A series of records
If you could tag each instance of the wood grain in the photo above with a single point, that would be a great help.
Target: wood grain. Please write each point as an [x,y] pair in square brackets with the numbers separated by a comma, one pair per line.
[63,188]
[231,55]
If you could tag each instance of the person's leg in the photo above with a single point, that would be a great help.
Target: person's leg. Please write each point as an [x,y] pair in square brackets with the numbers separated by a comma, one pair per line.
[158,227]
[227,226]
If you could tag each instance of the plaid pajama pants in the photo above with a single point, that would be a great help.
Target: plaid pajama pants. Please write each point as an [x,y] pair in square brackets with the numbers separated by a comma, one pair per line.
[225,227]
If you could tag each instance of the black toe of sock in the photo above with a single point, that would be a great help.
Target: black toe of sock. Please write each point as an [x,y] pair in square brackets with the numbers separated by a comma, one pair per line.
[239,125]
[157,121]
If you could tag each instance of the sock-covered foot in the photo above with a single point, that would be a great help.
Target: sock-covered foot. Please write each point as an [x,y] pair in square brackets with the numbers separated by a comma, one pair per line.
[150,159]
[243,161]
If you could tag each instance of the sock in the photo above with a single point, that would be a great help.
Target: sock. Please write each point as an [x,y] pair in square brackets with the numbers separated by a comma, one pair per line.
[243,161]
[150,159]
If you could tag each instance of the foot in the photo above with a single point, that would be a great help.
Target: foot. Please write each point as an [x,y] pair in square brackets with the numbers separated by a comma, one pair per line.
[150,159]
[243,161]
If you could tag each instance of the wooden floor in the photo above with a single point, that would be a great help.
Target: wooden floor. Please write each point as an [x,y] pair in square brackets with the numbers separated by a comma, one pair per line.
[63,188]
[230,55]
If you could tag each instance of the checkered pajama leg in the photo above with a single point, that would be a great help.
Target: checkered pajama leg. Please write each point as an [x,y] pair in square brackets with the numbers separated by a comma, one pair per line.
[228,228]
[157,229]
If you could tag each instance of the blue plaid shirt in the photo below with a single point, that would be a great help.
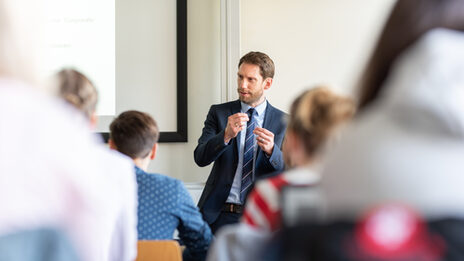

- [WHAT THIS TASK INVOLVES] Please reproduce word for word the lines from the start of the records through the line containing "Target: wood grain.", with that line included.

- [ANSWER TO THE PROBLEM]
If you could tag each instance of the wood grain in the photo above with a single point, that would be a great help.
Target: wood grain. Please write each point as an [x,y] pair in square brackets with the numbers separated by a comma, one pair per line.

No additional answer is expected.